━━━ Teks Bacaan ━━━

Bagi setiap muslim, apalagi dai, berkewajiban untuk mendekatkan diri kepada Allah agar meraih kecintaan-Nya. Dalam sebuah hadits Qudsi disebutkan: “Pendekatan diri hamba-Ku yang paling Aku cintai adalah dengan sesuatu yang Aku wajibkan padanya. Dan jika hamba-Ku senantiasa mendekatkan diri dengan nafilah (ibadah tambahan), sehingga Aku mencintainya.” (Bukhari)
Dalam hadits ini menunjukkan bahwa ibadah yang paling dicintai Allah Ta’ala adalah melaksanakan kewajiban. Kewajiban terdiri dari Fardhu Ain dan Fardhu Kifayah. Fardhu Ain yaitu kewajiban yang mengikat setiap individu muslim, seperti sholat lima waktu, zakat, puasa, haji jika mampu, berbakti kepada orang tua, memberi nafkah pada anak istri dan lain-lain. Sedangkan Fardhu Kifayah yaitu kewajiban kolektif jika sudah dilakukan oleh orang lain maka gugurlah kewajiban tersebut, seperti menyelenggarakan jenazah, menuntut sebagian ilmu tertentu, dakwah, amar ma’ruf nahi mungkar, berjihad dan lain-lain. Pada saat tertentu Fardhu Kifayah dapat berubah menjadi Fardhu Ain, seperti dakwah, amar ma’ruf nahi mungkar, dan jihad.
Fardhu adalah pokok sedangkan nafilah adalah cabang. Nafilah dapat melengkapi ibadah fardhu dan dapat menutupi kekurangannya. Seseorang tidak dapat disebut mengerjakan ibadah nafilah jika meninggalkan yang fardhu. Oleh karena itu jika orang beriman melaksanakan yang fardhu kemudian diteruskan dengan ibadah tambahan, maka Allah akan mencintainya. Sehingga sangat salah orang yang menyibukkan pada ibadah yang sunnah sementara meninggalkan yang wajib.
Jadi, secara umum pendekatan diri kepada Allah dilakukan dengan cara beribadah kepada Allah.

━━━ Entri Hasil Ekstraksi ━━━

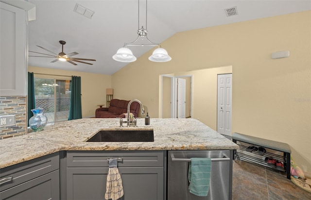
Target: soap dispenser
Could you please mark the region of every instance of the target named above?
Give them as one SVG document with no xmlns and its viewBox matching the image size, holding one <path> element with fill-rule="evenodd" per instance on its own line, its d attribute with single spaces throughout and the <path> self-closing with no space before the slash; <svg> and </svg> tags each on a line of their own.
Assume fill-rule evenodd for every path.
<svg viewBox="0 0 311 200">
<path fill-rule="evenodd" d="M 150 125 L 150 117 L 148 115 L 148 113 L 145 117 L 145 125 Z"/>
</svg>

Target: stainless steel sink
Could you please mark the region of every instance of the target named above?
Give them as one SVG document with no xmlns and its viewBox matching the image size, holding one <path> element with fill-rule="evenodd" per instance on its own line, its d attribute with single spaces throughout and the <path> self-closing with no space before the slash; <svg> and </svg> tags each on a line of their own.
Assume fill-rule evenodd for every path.
<svg viewBox="0 0 311 200">
<path fill-rule="evenodd" d="M 153 130 L 100 131 L 86 142 L 154 142 Z"/>
</svg>

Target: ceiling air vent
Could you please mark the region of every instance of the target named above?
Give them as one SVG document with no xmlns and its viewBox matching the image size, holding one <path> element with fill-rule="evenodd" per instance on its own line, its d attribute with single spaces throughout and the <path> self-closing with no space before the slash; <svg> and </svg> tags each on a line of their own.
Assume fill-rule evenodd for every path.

━━━

■ Tujuan ■
1 – Menurut teks tentang fardhu dan nafilah, Fardhu Kifayah apa saja yang pada saat tertentu dapat berubah menjadi Fardhu Ain?
2 – Lanjutkan teks tentang fardhu dan nafilah setelah kalimat terakhirnya.

■ Jawaban ■
1 – Dakwah, amar ma'ruf nahi mungkar, dan jihad.

2 –
IBADAH
Ibnu Taimiyah berkata, ibadah adalah kata yang mencakup semua kebaikan, yaitu segala perkataan dan perbuatan baik lahir maupun batin yang diridhai dan dicintai Allah. Ibadah adalah risalah dan misi besar manusia. Hanya untuk inilah Allah menciptakan manusia dan jin (lihat Adz-Dzariyat: 56). Dan hanya untuk ini pula Allah mengutus para nabi dan rasul (lihat An-Nahl: 36). Rasulullah saw. bertanya pada Muadz bin Jabal, “Wahai Muadz, tahukah engkau apa hak Allah atas hamba-Nya dan hak hamba atas Allah?” Saya berkata, “Allah dan rasul-Nya yang paling tahu.” Rasul saw. bersabda, “Hak Allah atas hamba-Nya adalah beribadah kepada-Nya dan tidak menyekutukan-Nya; dan hak hamba atas Allah adalah tidak mengadzab orang yang tidak menyekutukan Allah.” (Muttafaqun ‘alaihi)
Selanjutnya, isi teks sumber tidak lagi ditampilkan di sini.